---------- Input

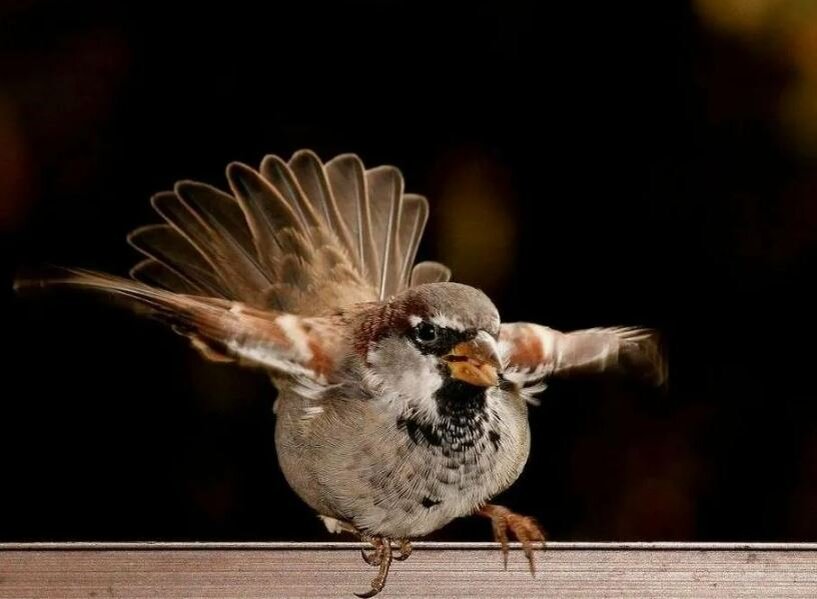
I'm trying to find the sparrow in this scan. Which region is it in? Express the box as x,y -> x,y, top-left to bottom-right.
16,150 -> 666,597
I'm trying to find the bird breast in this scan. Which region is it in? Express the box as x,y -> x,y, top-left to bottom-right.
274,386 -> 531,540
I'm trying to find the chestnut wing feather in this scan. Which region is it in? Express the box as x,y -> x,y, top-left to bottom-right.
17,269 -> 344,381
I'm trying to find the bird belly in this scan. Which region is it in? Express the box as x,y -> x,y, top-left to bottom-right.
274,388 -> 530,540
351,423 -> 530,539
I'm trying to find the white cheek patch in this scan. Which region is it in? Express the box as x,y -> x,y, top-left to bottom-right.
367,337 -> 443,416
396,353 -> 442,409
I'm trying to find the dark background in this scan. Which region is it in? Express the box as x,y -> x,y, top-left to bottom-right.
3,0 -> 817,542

--------------------

**Task prompt:**
Excluding all pictures, reproduce the records exactly as they appear above.

**Output:**
I'm trying to find the sparrow in this scan. Which region is it in? Express the box as x,y -> x,y, top-left to bottom-right.
16,150 -> 666,597
I'm trying to find the bird breast in this scan. Which region is it in? Express the box as x,y -> x,y, top-left to bottom-right.
274,386 -> 531,540
I'm trying to find the chestnut wing feather in this scan. Which region is it in? Express the box as x,y -> x,y, top-left to bottom-right.
17,269 -> 344,381
I'm trying to find the bird belly in this scan. Which region is it in? Express the box as x,y -> x,y, top-left to bottom-right.
274,388 -> 530,540
351,423 -> 530,539
I'm trying to find the white cheek patch in this scan. Which region is it in? Express the box as x,y -> x,y, top-left to bottom-right.
367,337 -> 443,416
396,353 -> 442,409
I'm trying to find the dark background in this scan. Which region is it in? Express the box as x,y -> x,y, top-left to bottom-right.
3,0 -> 817,542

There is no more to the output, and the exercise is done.